#### Rows:

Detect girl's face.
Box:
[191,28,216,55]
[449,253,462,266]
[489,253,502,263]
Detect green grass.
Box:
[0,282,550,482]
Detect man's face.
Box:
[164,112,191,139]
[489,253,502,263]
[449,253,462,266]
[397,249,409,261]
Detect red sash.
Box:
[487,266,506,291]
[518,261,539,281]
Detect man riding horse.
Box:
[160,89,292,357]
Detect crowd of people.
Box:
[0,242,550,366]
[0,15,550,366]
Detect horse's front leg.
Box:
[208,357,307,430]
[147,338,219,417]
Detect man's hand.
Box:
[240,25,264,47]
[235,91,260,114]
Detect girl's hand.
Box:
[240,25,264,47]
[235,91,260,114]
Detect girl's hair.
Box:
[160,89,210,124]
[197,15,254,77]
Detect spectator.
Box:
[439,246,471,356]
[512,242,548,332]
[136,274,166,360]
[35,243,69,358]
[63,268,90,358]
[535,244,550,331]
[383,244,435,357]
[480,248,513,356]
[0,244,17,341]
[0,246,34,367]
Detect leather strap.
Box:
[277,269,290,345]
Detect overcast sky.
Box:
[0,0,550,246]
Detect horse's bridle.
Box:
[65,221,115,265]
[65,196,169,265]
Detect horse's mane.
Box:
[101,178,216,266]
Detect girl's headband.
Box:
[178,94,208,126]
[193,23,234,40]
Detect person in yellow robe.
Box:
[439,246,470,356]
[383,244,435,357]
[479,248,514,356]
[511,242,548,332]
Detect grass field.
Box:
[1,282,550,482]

#### Aim of the exercise:
Lay out everything from the line containing "Detect person in yellow robe." down to the end of the items as a JSON list of strings, one string per line, leaving out blank lines.

#### Task answer:
[
  "Detect person in yellow robe.",
  "Box:",
  "[439,246,470,356]",
  "[383,244,435,357]",
  "[479,248,514,356]",
  "[511,242,548,332]",
  "Detect grass field.",
  "Box:",
  "[1,282,550,482]"
]